---- Dataset

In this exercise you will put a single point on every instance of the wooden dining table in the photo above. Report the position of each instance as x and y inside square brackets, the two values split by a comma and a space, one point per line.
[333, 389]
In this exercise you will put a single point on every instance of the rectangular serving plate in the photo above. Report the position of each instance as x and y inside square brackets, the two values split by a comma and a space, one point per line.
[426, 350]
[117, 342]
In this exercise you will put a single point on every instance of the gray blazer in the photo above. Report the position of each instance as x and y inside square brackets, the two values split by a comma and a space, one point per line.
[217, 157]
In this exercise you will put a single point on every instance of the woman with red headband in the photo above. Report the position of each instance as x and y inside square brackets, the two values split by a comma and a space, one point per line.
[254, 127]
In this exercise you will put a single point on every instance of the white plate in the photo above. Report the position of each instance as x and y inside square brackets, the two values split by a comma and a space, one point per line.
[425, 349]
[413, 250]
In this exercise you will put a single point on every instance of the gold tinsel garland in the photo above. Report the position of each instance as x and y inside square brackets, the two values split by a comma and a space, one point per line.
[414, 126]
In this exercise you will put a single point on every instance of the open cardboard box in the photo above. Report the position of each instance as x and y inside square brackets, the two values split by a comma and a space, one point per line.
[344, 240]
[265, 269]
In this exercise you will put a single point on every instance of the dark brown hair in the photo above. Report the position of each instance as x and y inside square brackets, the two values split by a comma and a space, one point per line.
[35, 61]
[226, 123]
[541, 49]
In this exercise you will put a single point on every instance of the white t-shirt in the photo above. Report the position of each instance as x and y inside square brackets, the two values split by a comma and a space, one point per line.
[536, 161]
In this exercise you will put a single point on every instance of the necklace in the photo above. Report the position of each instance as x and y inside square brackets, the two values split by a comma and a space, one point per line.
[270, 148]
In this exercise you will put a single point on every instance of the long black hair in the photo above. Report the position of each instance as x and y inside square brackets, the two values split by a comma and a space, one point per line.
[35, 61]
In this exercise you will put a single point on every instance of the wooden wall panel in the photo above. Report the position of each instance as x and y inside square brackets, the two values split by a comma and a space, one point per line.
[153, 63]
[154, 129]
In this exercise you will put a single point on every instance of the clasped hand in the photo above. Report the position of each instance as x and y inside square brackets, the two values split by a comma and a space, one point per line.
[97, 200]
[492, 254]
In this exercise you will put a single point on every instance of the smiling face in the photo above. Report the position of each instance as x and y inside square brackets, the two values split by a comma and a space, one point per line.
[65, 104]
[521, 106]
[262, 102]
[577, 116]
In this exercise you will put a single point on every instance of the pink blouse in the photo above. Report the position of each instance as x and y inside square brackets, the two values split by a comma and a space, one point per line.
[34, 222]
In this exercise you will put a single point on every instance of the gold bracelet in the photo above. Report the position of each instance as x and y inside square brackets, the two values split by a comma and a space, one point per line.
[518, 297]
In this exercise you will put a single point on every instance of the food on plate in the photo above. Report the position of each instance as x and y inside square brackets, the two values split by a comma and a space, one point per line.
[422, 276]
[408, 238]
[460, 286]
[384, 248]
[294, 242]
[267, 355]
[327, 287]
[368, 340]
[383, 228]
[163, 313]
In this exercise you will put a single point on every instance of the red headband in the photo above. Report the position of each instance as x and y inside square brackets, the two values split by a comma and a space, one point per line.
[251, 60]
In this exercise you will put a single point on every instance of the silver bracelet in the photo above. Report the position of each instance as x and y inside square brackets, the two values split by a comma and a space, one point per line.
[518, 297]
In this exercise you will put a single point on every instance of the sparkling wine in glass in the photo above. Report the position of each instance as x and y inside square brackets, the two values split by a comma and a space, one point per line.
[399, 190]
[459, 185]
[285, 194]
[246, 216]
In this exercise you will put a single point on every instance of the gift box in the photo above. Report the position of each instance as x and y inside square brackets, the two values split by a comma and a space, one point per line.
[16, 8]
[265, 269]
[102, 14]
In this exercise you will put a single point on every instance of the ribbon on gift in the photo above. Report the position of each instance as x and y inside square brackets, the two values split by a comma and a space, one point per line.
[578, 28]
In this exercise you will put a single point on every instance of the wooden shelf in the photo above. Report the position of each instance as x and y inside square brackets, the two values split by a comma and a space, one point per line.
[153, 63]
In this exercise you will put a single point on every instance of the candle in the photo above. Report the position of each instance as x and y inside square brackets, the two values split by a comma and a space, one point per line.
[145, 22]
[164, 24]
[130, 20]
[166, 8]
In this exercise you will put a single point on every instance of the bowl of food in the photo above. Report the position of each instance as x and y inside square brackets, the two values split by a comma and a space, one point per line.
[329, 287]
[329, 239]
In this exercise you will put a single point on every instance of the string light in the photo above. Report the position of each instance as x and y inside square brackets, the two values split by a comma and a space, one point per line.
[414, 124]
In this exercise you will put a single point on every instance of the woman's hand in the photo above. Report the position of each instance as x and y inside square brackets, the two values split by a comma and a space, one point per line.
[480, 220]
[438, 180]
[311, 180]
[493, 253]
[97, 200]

--------

* [Your instructions] Retype the entries one by one, exactly.

* [Answer box]
In this exercise you will put a single point on every instance of the wooden dining table in the photo above. Report the position of each instance as x and y inside square brackets, the two values split by a comma and a space, one point per line.
[333, 389]
In this exercise you will put a single point on every instance of the rectangular serving plate in the photo above. Report the position of each instance as x and y inside square brackets, the two values split by a comma and a space, one point per line.
[426, 350]
[117, 342]
In this exercise you will put a single point on every instance of the gray blazer in the photo above. Report the position of each instance as x and y inside square brackets, the two values split by a comma and a space, one point per line.
[217, 157]
In this exercise you will put a single point on every instance of the woman with red headband in the photo above. Report the position of each instance as x and y inside square brackets, the two values split by a comma and a space, one point per line.
[254, 127]
In this exercise you will put a single point on every instance of the white plate in the photo above. Report the position of each instance as x and y inside square brackets, the two values split by a comma and a space, one point per line.
[425, 349]
[413, 250]
In this exercise you will put a single point on every instance of the gold tinsel garland in the photo above. Report the position of each instance as x and y inside square brackets, the two values split by a comma and a space, one point per line.
[414, 126]
In this exercise you will put a single point on every instance of the open cardboard box in the photo above. Report the position of each instance as x and y inside square brackets, the two values split by a comma and a space, one point per line.
[344, 240]
[265, 269]
In this exercise you will put a single point on every instance of the dark brown hair in the photo above. Report the position of each instance as x and y inside square brackets, the two values split by a comma and a space, one point per line.
[35, 61]
[226, 123]
[541, 49]
In this exercise you will put a single point on every instance of the white t-shirt in the photo above. Report the position of each instance as x and y inside square brackets, the two values split by a comma and a space, one point per line.
[536, 161]
In this exercise you will put a single point on every instance of the necklace in the photo above. Report the position of each instance as x and y inside square brackets, the two values split by a comma and a space, one point per line.
[270, 148]
In this exercise you will put a single point on every instance of the long black hair in the photo above. Report the position of each instance as x and y inside square brackets, the two values split by a comma and a space, one point per line.
[35, 61]
In this exercise you will put a single point on every instance of the wooden wall panel in the photo above. Report the position of each instance as x and y inside square brackets, the two values split by a comma and a space, one point per line.
[153, 63]
[154, 129]
In this exercise you will put a single point on every instance of the clasped hand in the photo above. Report the position of each instance as x and y inside square brackets, the two values split by a comma and a space, one point per line.
[97, 200]
[492, 254]
In this exercise you will put a single point on every instance of the smiling face in the photo above. Report the position of each instance as x and y inside square brackets, the two values split by a comma and a space, one point per line.
[65, 104]
[521, 106]
[262, 102]
[577, 116]
In this exercise you will put a single point on every instance of the pink blouse in the photo above. Report the position of each instance as x and y inside square brackets, the two values split by a comma and a space, one point per line.
[34, 222]
In this exercise you will put a single point on every instance of the gold bracelet in the photo above. Report the position of each instance as x and y inside square brackets, the two values split by a comma and a space, one point per line.
[518, 297]
In this exercise you will put a single point on every instance of the food on plate in the photo above. Report the position of each instance as x and y inside square brackets, the two values split by a comma and a space, one point per line.
[422, 276]
[408, 238]
[460, 286]
[384, 248]
[294, 242]
[267, 355]
[327, 287]
[368, 340]
[383, 228]
[163, 313]
In this exercise you will put a single point on every instance of the red headband in the photo above. Report the position of each instance as x and y inside square brackets, the two values split by a comma and a space, one point per line.
[251, 60]
In this exercise you will put a single point on every instance of the silver bracelet in the photo above. Report the position of each instance as x and y inside square brackets, the two values split by a comma and a space, one point per line.
[518, 297]
In this exercise you will put a single point on every instance of the sparkling wine in glass in the photo above. Report the position of each instance as x and y inside square brackets, the two values split by a comma and a space, one point per line.
[399, 190]
[459, 185]
[285, 194]
[246, 216]
In this exercise you will put a single point on every instance of the gift box in the photo above. Report the position of each instance as x and y inside square brackets, the two values split by a comma and a space, one point per line.
[16, 8]
[265, 269]
[102, 14]
In this exercise you will put a single point on every instance of the ribbon on gift in the photo above. Report the position of each instance as x and y inside square brackets, the two values split by a comma and a space, one point per line.
[578, 28]
In this exercise you will put a single point on every instance of the wooden shelf in the photo above. Report the position of each instance as x and y inside square brackets, the two values split by a comma and a space, one point per line.
[153, 63]
In this exercise you will put a single point on every instance of the candle in the photo above. Report the position of each instance as x and y inside square brackets, the two values split by a comma and a space, one point per line.
[145, 22]
[164, 24]
[130, 20]
[166, 8]
In this exercise you will put a single point on every instance of the bowl of food in the photo above. Report the position of each instance as x and y inside square brackets, the two values split by a comma and a space, one point per line.
[329, 287]
[329, 239]
In this exercise you will put a single point on every instance of the string light in the photo above. Report the position of each instance as x and y inside square brackets, the two values split by a comma and a space, one point per line.
[414, 124]
In this exercise you will put a single point on every instance of the woman's hand in the photo above. Report the position of each instance as x and y inside square brackets, the two values split by a comma and a space, one point per line.
[480, 220]
[438, 180]
[311, 180]
[493, 253]
[97, 200]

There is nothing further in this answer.